Task description -> The lines from the one holding "Reviewer note: every instance of the layered" to the end of the records below, exactly as written, are the only thing to return.

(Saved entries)
*** Block opens ***
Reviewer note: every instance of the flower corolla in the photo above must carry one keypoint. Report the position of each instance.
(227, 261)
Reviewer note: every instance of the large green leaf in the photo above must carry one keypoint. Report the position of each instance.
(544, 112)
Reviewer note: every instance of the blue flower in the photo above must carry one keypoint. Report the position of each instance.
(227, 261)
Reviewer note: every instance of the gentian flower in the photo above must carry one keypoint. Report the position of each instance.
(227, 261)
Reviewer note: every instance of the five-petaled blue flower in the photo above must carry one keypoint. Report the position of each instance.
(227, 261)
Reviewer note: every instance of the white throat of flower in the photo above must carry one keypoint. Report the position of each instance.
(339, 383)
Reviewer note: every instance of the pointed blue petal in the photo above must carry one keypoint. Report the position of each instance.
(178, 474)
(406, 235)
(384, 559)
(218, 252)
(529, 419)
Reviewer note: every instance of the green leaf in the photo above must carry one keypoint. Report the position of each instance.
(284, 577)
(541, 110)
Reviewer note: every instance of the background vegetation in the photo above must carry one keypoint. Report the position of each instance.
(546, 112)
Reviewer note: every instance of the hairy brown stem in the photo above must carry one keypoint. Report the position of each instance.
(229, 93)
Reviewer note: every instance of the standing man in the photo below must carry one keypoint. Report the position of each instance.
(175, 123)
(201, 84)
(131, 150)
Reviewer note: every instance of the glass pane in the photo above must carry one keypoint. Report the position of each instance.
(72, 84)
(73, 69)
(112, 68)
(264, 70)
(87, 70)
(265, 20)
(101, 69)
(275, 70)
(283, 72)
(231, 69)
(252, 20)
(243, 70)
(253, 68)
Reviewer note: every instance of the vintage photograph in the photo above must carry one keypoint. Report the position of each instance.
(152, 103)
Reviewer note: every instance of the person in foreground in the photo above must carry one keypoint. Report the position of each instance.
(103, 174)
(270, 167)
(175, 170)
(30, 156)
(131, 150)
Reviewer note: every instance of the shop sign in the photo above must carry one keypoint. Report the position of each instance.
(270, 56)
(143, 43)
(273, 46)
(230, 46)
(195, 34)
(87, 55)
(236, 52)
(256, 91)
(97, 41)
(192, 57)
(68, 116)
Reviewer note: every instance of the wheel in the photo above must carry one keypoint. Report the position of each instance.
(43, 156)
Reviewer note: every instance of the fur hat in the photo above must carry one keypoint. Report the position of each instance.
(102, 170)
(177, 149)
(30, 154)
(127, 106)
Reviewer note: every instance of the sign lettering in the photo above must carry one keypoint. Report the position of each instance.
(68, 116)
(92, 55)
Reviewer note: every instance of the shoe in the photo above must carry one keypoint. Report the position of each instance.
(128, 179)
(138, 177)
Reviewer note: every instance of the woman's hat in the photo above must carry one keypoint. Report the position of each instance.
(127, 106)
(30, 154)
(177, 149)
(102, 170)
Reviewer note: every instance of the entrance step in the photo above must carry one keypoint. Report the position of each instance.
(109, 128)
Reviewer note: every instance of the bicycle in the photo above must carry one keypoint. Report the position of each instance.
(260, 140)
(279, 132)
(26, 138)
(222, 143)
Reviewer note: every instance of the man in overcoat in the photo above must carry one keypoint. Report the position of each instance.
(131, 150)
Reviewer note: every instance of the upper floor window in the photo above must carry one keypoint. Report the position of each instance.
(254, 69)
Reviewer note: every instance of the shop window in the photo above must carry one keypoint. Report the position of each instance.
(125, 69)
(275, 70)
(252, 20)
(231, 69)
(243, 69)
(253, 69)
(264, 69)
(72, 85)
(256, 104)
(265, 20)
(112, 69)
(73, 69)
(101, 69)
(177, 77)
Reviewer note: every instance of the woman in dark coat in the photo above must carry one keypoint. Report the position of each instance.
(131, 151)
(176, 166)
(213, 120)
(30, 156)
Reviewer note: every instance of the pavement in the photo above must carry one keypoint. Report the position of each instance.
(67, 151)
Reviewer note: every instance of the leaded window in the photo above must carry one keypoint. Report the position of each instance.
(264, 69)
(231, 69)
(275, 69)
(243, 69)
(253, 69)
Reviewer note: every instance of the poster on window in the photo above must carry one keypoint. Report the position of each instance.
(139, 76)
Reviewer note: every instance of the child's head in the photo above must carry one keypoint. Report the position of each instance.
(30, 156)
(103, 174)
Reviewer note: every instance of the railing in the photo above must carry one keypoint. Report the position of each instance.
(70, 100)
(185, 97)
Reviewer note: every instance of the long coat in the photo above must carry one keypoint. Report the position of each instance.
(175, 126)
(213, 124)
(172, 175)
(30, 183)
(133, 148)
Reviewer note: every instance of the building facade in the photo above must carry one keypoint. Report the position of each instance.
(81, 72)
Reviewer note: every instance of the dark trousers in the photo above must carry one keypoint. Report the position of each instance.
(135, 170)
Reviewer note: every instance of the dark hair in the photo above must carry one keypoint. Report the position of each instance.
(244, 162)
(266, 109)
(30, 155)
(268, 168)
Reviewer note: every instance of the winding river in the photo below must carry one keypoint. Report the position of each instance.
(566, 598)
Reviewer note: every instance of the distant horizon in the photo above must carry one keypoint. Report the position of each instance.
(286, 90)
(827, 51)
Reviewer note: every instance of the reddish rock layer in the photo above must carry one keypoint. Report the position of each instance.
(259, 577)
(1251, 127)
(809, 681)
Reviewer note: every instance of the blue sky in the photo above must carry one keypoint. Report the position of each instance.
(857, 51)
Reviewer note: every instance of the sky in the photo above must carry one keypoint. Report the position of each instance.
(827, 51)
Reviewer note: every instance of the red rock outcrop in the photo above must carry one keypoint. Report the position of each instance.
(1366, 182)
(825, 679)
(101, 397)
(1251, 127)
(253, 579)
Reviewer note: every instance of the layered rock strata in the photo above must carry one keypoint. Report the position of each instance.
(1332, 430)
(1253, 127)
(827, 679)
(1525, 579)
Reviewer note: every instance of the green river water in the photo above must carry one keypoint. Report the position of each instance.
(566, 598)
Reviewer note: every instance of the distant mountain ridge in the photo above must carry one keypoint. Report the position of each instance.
*** Block closes ***
Completed exercise ->
Reviewer note: every instance of the layered rock strata in the photo above must carry one keypoint. Report the position of each instance.
(1332, 430)
(1253, 127)
(827, 679)
(1525, 579)
Reviewer note: every instance of the green river water in the photo above must carry one keypoint. Report the position of each instance.
(566, 598)
Reviewer note: every instance of the distant mountain ridge in the photo above must carry one keypoint. Report the position of each instance.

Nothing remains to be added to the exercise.